## PROVIDED PASSAGE
It is due, in part, to the fast-spreading Omicron variant that accounts for about 85% of all COVID-19 cases in Dallas County, according to Dr. Joseph Chang, Parkland’s Chief Medical Officer.

As of Wednesday morning, Parkland is caring for 187 COVID-patients with another 20 patients recovering from the virus.

“The rise in cases in this short of time is unprecedented,” said Chang. “We’ve not seen this before.”

However, there are fewer people requiring care in the intensive care unit signaling that while more contagious, the omicron variant is less severe.

Asked whether the increase in breakthrough cases among fully vaccinated people may be linked to vaccines waning protection over time, Chang believes the increase is simply due to the omicron variant.

“The omicron variant has many more mutations than some of the prior variants and so it’s a little bit more different than the original virus that the vaccines were designed originally against. And so, we’re seeing that it’s not quite as effective as complete prevention,” he said. “It’s true that omicron is breaking through vaccination at a much higher rate than other variants. However, those who are vaccinated don’t need to be admitted here and that’s a very important part for people to understand.”

An estimated 90% of their patients are unvaccinated, according to Chang.

The other 10% or so are mostly older or those with underlying health conditions like organ transplant recipients.

Dallas County’s public hospital continues to grapple with staffing shortages due to the virus, despite about a 98% vaccination rate.

Chang says right now, they’re down ‘a couple hundred’ staff members on furlough due to COVID or-COVID like symptoms.

The state has been helping bring in temporary staff to alleviate the shortages, he says.

The pandemic continues to take a toll on frontline workers still on the job.

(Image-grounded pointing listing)

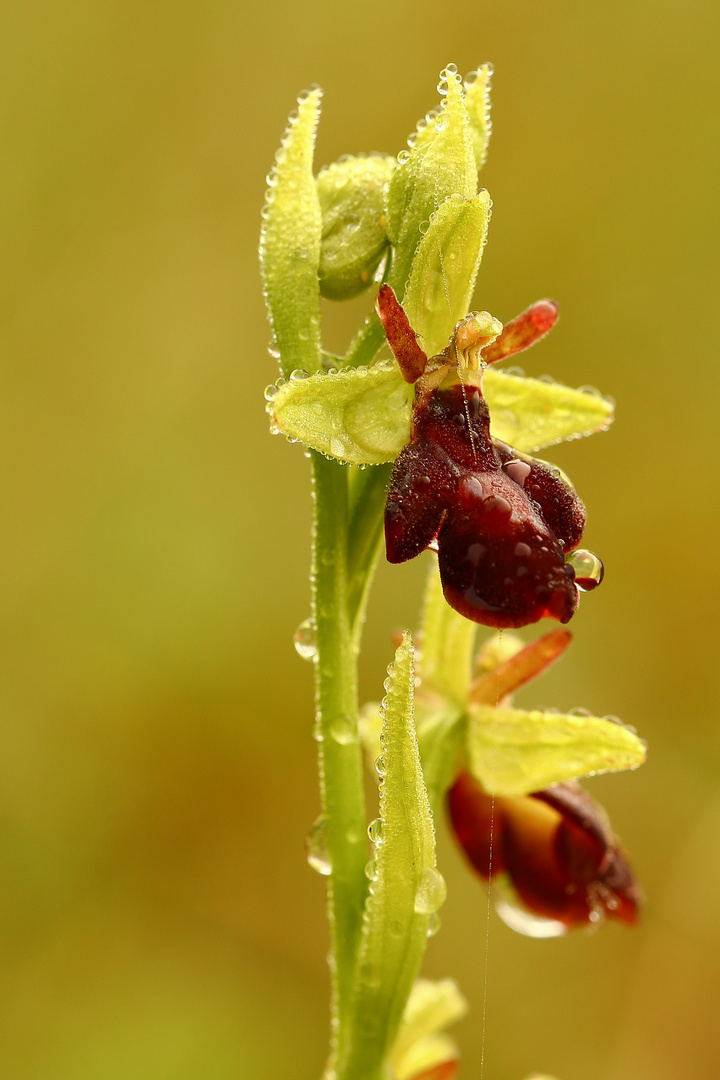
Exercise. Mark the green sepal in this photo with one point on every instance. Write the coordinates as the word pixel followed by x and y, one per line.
pixel 529 414
pixel 420 1044
pixel 405 886
pixel 352 196
pixel 477 103
pixel 513 752
pixel 440 163
pixel 290 243
pixel 445 267
pixel 360 415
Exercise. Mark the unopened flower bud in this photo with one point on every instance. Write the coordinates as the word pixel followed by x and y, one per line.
pixel 354 241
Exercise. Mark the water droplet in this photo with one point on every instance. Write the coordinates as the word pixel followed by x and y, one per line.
pixel 526 922
pixel 587 567
pixel 431 891
pixel 517 471
pixel 433 925
pixel 316 850
pixel 375 831
pixel 304 640
pixel 338 446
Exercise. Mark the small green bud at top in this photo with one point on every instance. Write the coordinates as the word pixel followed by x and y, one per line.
pixel 354 240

## EXERCISES
1. According to the Parkland COVID-19 passage, about what share of the hospital's patients are unvaccinated?
2. Resume the Parkland COVID-19 passage after its last sentence.
The listing has no connection to the Parkland COVID-19 passage.

## SOLVED PROBLEMS
1. An estimated 90%.

2.
“I don’t think it’s an exaggeration to say that my staff are having a very difficult time trying to weather yet another wave of COVID,” said Chang.

Perla Sanchez is a registered nurse who has worked in Parkland’s COVID ICU unit for almost two years.

Sanchez says she continues to see unvaccinated patients needing to be intubated and pregnant patients in intensive care.

“We’re having to have the doctor deliver the baby at 20-something weeks,” she said about a patient over the Christmas holiday.

Sanchez also recounted one night when she overheard a child, no more than five years old, talking to her dying mother over a zoom call.

“’Mommy, I’m sorry if I was a bad kid but I know that you’re on your way to Heaven,’” she recalled. “That’s very difficult to hear and that continues to be the case and unfortunately it’s the individuals that are not vaccinated.”

What’s worse, models predict omicron won’t peak for another two to three weeks, according to Chang who is urging people to get vaccinated, wear a mask and thank a health care worker.

“As frustrated as people in the community are about hearing and living with COVID all this time, imagine if this is what you did every single day,” he said. “If you know a healthcare worker, give them some encouragement. It really goes a long way to getting us back in the morning and do it all over again.”